§ Set exercise
Rewrite all the lines below as a two-column CSV headed text and answer, with one row for each line that begins with [tag] giving its text and its answer, each in a single quoted field with line breaks turned into spaces. Leave the pictures out.

§ Stored rows
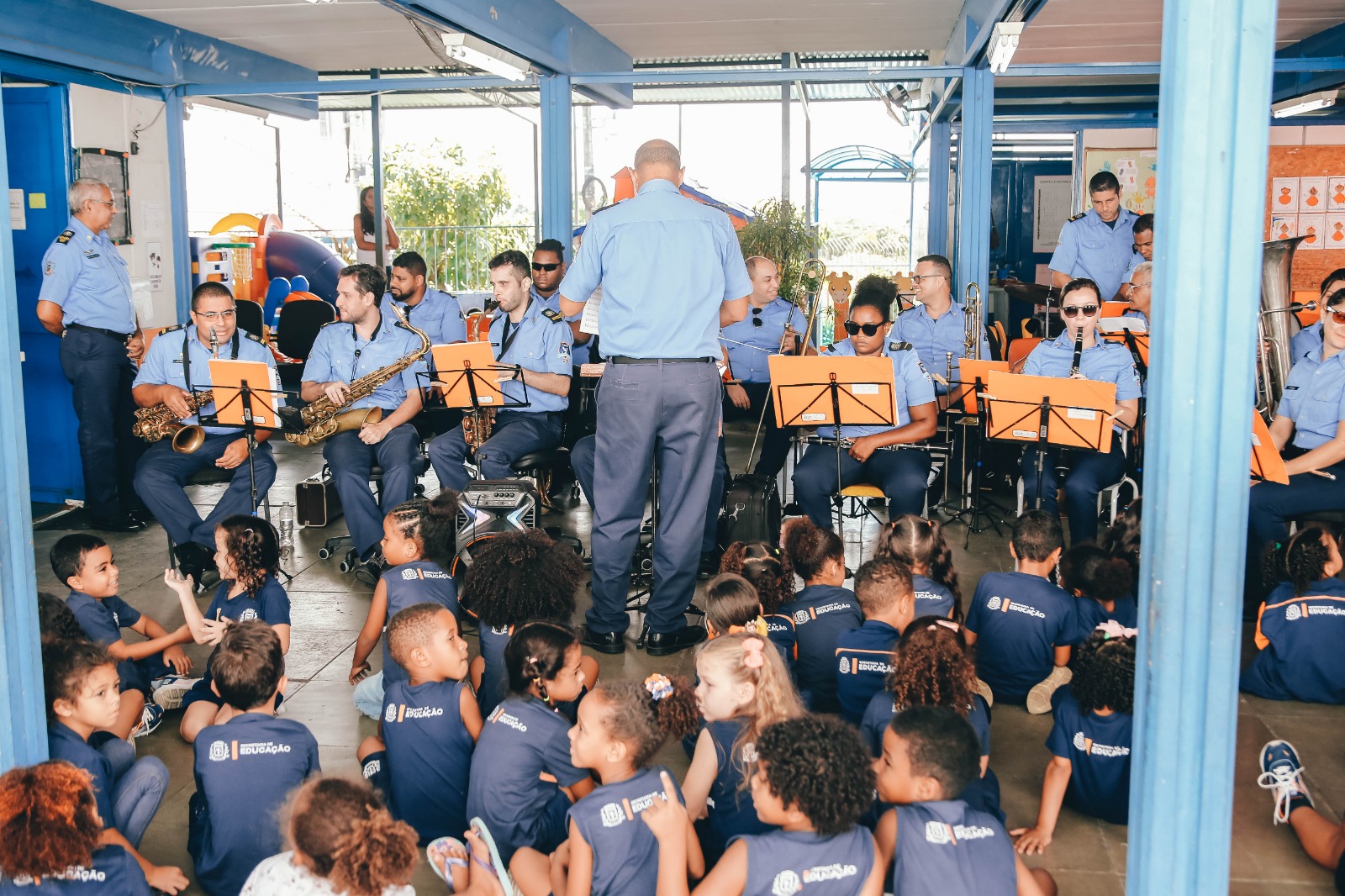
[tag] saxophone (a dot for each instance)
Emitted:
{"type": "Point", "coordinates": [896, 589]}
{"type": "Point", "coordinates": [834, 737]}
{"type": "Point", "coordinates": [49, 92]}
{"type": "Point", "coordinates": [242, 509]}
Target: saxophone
{"type": "Point", "coordinates": [324, 417]}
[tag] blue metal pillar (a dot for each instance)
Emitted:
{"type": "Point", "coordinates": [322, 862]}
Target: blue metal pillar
{"type": "Point", "coordinates": [557, 161]}
{"type": "Point", "coordinates": [978, 107]}
{"type": "Point", "coordinates": [1212, 141]}
{"type": "Point", "coordinates": [24, 736]}
{"type": "Point", "coordinates": [178, 201]}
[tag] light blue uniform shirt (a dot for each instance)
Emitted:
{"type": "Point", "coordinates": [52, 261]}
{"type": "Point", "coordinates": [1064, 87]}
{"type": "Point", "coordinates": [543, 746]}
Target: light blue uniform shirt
{"type": "Point", "coordinates": [750, 362]}
{"type": "Point", "coordinates": [437, 314]}
{"type": "Point", "coordinates": [1315, 398]}
{"type": "Point", "coordinates": [542, 345]}
{"type": "Point", "coordinates": [340, 354]}
{"type": "Point", "coordinates": [666, 264]}
{"type": "Point", "coordinates": [163, 366]}
{"type": "Point", "coordinates": [914, 387]}
{"type": "Point", "coordinates": [87, 277]}
{"type": "Point", "coordinates": [1100, 252]}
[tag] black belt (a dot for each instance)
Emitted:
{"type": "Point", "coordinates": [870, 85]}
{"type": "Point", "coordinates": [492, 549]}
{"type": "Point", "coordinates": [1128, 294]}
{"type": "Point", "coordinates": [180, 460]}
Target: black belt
{"type": "Point", "coordinates": [119, 336]}
{"type": "Point", "coordinates": [622, 360]}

§ Response to this task
text,answer
"[tag] saxophone (a dot for each instance) Emitted: {""type"": ""Point"", ""coordinates"": [896, 589]} {""type"": ""Point"", ""coordinates"": [834, 737]} {""type"": ""Point"", ""coordinates"": [49, 92]} {""type"": ""Point"", ""coordinates"": [242, 509]} Target: saxophone","{""type"": ""Point"", ""coordinates"": [324, 417]}"
"[tag] blue metal pillar (a dot for each instance) Emitted: {""type"": ""Point"", ""coordinates"": [322, 862]} Target: blue metal pillar","{""type"": ""Point"", ""coordinates"": [557, 161]} {""type"": ""Point"", ""coordinates"": [978, 107]} {""type"": ""Point"", ""coordinates"": [1212, 141]} {""type"": ""Point"", ""coordinates"": [24, 736]} {""type"": ""Point"", ""coordinates"": [178, 201]}"
"[tag] light blue uniform shirt (a dot for each instance) Emitted: {""type"": ""Point"", ""coordinates"": [52, 261]} {""type"": ""Point"", ""coordinates"": [1064, 87]} {""type"": ""Point"", ""coordinates"": [543, 746]} Target: light blue uniform shirt","{""type"": ""Point"", ""coordinates"": [750, 362]} {""type"": ""Point"", ""coordinates"": [437, 314]} {""type"": ""Point"", ""coordinates"": [1315, 398]} {""type"": ""Point"", ""coordinates"": [542, 345]} {""type"": ""Point"", ""coordinates"": [340, 354]} {""type"": ""Point"", ""coordinates"": [666, 264]} {""type"": ""Point"", ""coordinates"": [163, 366]} {""type"": ""Point"", ""coordinates"": [914, 387]} {""type"": ""Point"", ""coordinates"": [87, 277]} {""type"": ""Point"", ""coordinates"": [1100, 252]}"
"[tag] black belt (a dot for each instance) Emitted: {""type"": ""Point"", ""coordinates"": [870, 85]} {""type"": ""Point"", ""coordinates"": [492, 549]} {""type"": ""Point"", ""coordinates"": [1128, 294]} {""type"": ""Point"", ""coordinates"": [180, 460]} Target: black belt","{""type"": ""Point"", ""coordinates"": [119, 336]} {""type"": ""Point"", ""coordinates"": [622, 360]}"